[Start of Attachment]

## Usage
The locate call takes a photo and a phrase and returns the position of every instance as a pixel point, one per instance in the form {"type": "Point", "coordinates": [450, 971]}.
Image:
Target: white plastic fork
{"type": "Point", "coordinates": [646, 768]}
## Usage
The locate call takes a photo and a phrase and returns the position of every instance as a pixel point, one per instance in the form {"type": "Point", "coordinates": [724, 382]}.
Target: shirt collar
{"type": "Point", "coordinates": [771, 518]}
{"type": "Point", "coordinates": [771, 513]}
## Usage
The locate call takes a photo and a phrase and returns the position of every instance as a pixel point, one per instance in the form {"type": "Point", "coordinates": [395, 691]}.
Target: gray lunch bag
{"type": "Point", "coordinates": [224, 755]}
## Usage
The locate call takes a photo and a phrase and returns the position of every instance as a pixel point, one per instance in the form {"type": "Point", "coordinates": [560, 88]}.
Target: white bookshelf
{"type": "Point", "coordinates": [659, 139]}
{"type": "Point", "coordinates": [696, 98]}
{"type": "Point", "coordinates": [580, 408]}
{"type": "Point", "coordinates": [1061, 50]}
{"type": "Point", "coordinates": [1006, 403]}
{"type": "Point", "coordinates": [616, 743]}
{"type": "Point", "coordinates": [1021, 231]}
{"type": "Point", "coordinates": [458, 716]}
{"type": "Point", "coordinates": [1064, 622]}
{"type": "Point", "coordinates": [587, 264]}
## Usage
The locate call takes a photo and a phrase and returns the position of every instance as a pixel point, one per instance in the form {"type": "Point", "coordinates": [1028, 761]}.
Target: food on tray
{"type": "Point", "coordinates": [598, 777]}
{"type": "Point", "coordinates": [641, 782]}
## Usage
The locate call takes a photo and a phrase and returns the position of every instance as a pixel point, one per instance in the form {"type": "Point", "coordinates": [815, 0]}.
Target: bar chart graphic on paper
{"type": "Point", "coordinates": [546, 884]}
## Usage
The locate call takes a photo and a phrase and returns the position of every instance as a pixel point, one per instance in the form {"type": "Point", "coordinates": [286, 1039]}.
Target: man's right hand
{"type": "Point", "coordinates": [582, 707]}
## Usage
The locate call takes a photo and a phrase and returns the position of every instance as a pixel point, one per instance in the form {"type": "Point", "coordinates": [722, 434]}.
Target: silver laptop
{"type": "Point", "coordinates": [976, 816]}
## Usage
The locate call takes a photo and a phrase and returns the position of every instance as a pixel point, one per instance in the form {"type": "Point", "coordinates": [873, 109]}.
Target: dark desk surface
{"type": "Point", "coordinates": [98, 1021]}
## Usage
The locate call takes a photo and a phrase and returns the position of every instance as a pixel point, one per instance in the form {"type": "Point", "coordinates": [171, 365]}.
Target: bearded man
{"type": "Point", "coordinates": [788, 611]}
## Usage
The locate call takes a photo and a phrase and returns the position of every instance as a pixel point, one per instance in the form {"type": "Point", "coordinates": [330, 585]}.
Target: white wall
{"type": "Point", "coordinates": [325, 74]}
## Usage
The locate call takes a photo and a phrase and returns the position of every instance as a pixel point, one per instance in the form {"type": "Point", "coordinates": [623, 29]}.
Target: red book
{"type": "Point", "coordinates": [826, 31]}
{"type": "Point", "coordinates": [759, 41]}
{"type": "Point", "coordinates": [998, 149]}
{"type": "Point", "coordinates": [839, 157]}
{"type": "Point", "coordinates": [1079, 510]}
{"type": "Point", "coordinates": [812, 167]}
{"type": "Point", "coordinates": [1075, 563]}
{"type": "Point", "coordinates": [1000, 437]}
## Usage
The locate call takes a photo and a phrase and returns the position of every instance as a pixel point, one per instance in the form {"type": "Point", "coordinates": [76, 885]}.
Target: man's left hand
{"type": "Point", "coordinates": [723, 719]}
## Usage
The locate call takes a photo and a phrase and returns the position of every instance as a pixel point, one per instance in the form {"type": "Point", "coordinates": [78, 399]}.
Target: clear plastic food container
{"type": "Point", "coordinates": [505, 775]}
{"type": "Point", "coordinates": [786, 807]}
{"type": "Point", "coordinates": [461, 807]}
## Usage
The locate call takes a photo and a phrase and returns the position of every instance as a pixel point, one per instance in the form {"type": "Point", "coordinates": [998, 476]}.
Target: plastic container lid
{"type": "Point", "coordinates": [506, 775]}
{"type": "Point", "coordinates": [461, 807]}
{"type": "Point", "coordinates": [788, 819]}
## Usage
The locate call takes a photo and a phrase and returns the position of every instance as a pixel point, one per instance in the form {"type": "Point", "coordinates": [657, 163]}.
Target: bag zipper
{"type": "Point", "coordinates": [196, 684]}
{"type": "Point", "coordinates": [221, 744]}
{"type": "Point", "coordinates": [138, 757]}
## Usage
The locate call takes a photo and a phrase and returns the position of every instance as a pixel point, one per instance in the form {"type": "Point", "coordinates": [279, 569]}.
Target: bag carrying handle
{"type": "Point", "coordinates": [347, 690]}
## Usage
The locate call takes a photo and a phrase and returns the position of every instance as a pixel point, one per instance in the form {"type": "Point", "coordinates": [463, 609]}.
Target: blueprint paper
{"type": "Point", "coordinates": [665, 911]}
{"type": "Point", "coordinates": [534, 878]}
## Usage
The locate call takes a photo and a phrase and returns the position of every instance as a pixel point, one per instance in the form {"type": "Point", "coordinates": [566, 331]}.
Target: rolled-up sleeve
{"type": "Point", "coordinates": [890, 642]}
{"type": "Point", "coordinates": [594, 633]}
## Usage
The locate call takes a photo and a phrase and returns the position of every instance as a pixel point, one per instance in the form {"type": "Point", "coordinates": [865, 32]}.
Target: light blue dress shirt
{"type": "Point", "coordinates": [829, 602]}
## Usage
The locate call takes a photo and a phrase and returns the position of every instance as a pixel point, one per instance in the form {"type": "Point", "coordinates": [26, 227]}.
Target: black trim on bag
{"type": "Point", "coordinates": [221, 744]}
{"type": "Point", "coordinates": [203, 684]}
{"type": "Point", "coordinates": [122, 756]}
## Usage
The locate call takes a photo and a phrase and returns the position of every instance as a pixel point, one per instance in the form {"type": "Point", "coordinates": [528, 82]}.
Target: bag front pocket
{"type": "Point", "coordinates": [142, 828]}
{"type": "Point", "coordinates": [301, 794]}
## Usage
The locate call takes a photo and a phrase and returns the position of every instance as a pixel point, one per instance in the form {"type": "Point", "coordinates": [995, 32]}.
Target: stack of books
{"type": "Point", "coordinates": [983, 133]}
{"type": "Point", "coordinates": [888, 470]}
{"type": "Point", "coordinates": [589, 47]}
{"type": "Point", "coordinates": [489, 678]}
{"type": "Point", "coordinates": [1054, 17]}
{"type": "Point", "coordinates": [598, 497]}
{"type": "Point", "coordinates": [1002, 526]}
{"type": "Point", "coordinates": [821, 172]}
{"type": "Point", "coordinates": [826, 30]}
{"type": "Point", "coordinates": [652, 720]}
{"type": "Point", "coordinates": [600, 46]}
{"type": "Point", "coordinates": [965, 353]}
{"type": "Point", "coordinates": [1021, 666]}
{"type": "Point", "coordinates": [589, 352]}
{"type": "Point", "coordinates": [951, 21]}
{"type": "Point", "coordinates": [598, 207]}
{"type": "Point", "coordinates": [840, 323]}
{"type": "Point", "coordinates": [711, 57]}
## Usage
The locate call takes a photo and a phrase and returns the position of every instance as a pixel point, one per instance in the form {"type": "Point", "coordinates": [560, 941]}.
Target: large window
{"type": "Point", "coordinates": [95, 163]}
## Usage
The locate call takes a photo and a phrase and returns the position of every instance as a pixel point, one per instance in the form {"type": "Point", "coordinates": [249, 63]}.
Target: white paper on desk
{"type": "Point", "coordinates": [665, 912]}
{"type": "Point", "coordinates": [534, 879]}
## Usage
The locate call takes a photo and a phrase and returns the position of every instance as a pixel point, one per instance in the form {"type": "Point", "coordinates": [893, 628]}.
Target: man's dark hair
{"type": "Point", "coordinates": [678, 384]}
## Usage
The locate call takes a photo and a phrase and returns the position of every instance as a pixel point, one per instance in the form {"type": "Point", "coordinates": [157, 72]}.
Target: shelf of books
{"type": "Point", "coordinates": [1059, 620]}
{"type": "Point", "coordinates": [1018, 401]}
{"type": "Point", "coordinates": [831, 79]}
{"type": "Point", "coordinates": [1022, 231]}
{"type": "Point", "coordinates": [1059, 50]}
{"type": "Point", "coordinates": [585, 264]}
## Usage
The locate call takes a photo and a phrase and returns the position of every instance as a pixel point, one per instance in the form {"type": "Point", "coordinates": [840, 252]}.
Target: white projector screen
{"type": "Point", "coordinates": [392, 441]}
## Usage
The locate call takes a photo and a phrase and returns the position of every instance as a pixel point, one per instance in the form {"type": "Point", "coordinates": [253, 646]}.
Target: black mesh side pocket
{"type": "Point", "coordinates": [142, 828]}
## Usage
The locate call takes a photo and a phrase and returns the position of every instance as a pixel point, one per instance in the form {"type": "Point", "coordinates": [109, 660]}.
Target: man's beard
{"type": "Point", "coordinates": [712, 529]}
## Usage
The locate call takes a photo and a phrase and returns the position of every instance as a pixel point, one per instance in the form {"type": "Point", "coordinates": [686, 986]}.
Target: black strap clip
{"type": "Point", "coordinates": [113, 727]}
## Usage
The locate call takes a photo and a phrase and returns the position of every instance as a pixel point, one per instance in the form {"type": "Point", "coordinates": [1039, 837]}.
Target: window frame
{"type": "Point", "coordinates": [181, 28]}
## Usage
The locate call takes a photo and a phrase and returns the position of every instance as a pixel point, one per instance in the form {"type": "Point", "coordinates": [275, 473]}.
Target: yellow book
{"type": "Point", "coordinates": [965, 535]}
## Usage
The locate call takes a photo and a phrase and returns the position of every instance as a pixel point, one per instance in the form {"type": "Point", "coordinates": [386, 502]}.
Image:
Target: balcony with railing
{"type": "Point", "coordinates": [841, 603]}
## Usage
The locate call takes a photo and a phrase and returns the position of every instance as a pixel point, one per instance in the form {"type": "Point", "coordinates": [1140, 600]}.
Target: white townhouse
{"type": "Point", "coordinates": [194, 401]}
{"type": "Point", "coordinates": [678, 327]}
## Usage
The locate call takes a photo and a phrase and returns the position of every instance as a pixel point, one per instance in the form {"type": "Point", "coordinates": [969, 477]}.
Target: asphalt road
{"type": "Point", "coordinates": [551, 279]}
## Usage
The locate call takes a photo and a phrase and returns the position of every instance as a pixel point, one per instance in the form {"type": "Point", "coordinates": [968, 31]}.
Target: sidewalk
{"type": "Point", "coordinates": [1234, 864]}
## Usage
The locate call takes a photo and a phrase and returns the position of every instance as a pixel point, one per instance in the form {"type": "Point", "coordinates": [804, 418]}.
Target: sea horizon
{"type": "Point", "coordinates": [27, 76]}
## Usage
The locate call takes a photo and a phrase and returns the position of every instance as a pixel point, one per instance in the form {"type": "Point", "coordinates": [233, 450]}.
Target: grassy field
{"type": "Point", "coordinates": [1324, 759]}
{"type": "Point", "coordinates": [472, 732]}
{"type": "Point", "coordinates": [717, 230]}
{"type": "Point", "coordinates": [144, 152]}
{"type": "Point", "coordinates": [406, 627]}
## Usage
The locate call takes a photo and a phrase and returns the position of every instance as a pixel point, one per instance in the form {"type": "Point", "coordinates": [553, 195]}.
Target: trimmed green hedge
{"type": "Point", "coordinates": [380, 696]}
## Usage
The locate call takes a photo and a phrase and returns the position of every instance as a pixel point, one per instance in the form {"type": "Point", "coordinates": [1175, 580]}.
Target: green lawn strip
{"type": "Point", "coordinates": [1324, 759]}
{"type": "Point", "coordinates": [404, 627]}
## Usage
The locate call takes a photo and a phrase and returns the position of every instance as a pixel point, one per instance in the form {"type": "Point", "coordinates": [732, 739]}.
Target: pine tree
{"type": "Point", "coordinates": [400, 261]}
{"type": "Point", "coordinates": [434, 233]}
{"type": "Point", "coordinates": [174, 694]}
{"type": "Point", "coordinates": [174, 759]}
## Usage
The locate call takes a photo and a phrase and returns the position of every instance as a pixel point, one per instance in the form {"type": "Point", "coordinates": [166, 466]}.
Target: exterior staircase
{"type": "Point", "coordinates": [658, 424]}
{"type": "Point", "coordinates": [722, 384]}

[End of Attachment]

Output only the lines from the line that contains "Target: trimmed green hedge" through the end of the entries, both included, exactly as they appear.

Target: trimmed green hedge
{"type": "Point", "coordinates": [380, 696]}
## Usage
The locate call takes a photo and a phrase and returns the position of every instance as a pixel point, one per instance in the form {"type": "Point", "coordinates": [1175, 580]}.
Target: green lawn strip
{"type": "Point", "coordinates": [1324, 759]}
{"type": "Point", "coordinates": [404, 627]}
## Usage
The locate call takes a photo and a phrase and returns the position of every instance as a pixel point, one per instance in the form {"type": "Point", "coordinates": [732, 739]}.
Target: pine tree
{"type": "Point", "coordinates": [400, 261]}
{"type": "Point", "coordinates": [434, 233]}
{"type": "Point", "coordinates": [174, 694]}
{"type": "Point", "coordinates": [174, 759]}
## Usage
The locate call takes a photo and a phrase and returns the position of every instance as a pixel point, one per instance in the form {"type": "Point", "coordinates": [166, 466]}.
Target: exterior staircase
{"type": "Point", "coordinates": [658, 424]}
{"type": "Point", "coordinates": [722, 384]}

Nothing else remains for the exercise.